■ **PROBLEM A**
Say whether each statement below agrees with the passage on forestry and climate policy, answering yes or no and quoting the words of the passage that decide it. (i) Jack Munro and Patrick Moore were co-chairs of the Forest Alliance. (ii) Mike Harcourt allowed biodiversity protection to cut harvest levels by up to twenty percent. (iii) The writer expects effective emissions control soon.

■ **PASSAGE PROVIDED**
[start]

And just as there are energy industry paid climate change skeptics, forestry in BC had it's Burson- Marsteller created Forest Alliance with Jack Munro and Patrick Moore as co-chairs of a public relations campaign to confuse the public about what changes were necessary and then to greenwash continuing business as usual. There will be no shortage of 'balanced' approaches to emission control advocated by business lobbies.

And forest companies and woodworking unions had environment officers - environmental containment officers - to talk the green talk while being well paid to relentlessly protect business as usual from needed change. In his photo-op walking through Stanley Park the new environment minister John Baird gave every indication that he will be a Conservative environmental containment minister. Everybody loves trees in Stanley Park and he linked the storm damage to climate change saying what the environment minister should have been saying out loud for education reasons ten years ago.

'Global warming hurts trees and we have to do something about it by 2050.' But don't expect Mr.Baird to educate about positive feedback from changes to the Earth's albedo from the melting Arctic ice cap and from methane and CO2 released from permafrost and how possible runaway climate change is a mortal threat to each Vancouver family. And don't expect effective emissions control any time soon.

There are also legislators and civil servants that should be able to inform the climate policy debate with lessons learned from these past mistakes in forest policy change and help evolve abilities to be effective in regulating emission reduction:

Mike Harcourt: why did you mandate that needed biodiversity protection could only impact harvest levels by less than seven percent? Because the health of the forest industry as presently configured was more important than the long term health of forests we depend on? Isn't this fudging of needed change exactly what we should expect over the next crucial decade from the relentlessly politically motivated?

[end]

(Dataset records)
[start]

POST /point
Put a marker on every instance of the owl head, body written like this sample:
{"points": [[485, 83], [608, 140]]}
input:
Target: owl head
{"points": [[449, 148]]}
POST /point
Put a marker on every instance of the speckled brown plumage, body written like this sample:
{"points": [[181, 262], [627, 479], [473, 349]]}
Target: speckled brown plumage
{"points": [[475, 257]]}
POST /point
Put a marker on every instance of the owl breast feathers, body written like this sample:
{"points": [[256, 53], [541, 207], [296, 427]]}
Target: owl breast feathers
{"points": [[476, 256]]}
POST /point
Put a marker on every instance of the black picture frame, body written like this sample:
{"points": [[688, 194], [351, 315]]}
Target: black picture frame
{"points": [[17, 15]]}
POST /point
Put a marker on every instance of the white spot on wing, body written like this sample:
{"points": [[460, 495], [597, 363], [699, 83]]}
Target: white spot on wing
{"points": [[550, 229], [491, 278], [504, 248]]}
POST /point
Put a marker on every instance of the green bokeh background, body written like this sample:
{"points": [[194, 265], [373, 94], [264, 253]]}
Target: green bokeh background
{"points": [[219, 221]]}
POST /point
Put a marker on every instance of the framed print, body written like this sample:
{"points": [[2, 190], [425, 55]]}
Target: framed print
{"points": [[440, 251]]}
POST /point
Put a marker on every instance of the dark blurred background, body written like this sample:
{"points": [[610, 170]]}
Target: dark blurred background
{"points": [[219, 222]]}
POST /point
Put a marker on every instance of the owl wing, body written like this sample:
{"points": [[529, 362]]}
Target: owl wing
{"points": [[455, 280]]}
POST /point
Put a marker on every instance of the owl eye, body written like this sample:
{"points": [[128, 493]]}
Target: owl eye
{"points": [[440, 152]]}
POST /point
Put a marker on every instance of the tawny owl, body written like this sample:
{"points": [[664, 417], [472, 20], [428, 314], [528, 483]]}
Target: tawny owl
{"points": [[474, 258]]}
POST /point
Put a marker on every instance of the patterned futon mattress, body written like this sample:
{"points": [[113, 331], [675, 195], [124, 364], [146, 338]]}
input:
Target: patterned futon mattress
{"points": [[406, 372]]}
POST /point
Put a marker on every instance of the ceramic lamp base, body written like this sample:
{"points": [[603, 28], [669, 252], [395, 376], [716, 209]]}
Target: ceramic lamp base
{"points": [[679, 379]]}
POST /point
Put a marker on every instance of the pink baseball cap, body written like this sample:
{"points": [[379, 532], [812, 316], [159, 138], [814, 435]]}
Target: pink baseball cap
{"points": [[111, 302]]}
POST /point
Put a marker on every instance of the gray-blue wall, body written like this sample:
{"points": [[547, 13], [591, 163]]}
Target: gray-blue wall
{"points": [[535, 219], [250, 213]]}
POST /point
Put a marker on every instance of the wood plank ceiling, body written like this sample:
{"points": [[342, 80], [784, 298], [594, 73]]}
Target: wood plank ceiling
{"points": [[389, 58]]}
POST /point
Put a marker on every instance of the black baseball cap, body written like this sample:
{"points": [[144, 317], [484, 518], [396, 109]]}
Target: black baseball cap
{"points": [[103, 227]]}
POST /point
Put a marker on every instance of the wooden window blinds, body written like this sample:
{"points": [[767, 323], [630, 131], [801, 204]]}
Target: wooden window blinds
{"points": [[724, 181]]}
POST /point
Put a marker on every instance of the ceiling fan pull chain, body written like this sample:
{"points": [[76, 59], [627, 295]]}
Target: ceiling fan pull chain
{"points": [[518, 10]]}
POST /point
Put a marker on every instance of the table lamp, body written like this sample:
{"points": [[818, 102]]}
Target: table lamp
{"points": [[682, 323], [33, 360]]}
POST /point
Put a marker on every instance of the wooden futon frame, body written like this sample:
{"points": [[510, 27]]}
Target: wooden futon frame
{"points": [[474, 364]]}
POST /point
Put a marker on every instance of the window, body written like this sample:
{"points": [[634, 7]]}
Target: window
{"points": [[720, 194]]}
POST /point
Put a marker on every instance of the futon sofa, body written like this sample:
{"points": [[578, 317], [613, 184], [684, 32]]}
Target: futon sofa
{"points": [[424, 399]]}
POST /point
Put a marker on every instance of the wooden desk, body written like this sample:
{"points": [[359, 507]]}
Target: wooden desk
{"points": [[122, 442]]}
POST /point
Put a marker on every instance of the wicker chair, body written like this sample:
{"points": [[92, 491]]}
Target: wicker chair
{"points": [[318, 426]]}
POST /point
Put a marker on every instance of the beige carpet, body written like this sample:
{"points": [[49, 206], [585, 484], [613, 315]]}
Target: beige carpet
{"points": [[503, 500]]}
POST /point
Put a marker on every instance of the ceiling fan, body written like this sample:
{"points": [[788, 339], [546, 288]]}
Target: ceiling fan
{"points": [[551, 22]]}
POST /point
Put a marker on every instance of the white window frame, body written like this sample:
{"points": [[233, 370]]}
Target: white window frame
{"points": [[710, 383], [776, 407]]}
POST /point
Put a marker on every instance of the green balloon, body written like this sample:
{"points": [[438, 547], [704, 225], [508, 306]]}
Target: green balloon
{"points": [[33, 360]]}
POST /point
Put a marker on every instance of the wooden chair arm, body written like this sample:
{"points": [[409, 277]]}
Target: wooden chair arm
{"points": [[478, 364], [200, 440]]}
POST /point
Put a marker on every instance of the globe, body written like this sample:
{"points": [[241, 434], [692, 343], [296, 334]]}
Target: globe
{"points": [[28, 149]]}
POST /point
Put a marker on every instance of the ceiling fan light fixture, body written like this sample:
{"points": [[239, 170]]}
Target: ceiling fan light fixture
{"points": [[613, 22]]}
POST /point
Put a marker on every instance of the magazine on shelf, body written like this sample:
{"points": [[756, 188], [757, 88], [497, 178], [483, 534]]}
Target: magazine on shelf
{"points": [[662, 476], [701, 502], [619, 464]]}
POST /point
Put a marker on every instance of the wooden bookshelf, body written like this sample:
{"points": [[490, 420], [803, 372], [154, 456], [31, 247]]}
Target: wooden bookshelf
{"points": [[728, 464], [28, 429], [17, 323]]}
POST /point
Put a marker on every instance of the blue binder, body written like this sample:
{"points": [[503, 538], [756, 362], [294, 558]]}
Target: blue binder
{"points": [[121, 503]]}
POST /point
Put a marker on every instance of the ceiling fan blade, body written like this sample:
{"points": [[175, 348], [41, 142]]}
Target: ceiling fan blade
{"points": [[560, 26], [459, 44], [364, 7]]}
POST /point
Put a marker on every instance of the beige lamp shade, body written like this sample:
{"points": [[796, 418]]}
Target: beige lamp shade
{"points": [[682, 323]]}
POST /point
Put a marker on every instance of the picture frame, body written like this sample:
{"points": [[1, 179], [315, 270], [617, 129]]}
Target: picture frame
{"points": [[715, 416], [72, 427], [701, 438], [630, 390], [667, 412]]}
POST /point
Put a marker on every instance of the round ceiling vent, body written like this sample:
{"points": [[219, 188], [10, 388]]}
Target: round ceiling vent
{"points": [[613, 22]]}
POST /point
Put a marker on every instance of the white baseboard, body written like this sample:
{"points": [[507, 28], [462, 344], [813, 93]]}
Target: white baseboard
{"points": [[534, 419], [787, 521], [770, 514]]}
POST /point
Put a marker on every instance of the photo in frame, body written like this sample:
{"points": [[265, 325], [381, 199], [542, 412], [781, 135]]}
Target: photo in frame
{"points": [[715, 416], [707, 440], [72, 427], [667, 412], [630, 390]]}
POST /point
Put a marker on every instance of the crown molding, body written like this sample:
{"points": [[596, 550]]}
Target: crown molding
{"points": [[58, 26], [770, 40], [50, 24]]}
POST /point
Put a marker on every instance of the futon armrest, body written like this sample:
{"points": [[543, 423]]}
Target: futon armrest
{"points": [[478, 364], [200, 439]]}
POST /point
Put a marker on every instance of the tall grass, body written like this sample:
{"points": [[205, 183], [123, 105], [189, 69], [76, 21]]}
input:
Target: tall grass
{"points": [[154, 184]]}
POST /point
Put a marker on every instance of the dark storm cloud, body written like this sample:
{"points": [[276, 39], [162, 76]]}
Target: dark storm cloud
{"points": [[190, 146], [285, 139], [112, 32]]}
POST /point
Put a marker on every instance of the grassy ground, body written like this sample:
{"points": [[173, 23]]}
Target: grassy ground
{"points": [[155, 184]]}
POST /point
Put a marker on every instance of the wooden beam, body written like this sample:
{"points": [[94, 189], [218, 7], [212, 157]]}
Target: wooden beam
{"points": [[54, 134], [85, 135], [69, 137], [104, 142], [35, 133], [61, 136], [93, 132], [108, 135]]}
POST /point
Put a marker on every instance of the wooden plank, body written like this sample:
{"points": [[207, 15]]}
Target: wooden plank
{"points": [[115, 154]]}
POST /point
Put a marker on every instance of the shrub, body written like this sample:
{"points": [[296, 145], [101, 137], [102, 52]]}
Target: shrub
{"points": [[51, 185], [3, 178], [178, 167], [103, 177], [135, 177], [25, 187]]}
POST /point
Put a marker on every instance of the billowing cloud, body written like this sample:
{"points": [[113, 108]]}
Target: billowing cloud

[end]

■ **PROBLEM B**
Report every line of the rows above that contains the word "bokeh".

■ **SOLUTION A**
(i) Yes: "with Jack Munro and Patrick Moore as co-chairs"
(ii) No: "could only impact harvest levels by less than seven percent"
(iii) No: "And don't expect effective emissions control any time soon."

■ **SOLUTION B**
Put a marker on every instance of the green bokeh background, body written like this sample:
Target: green bokeh background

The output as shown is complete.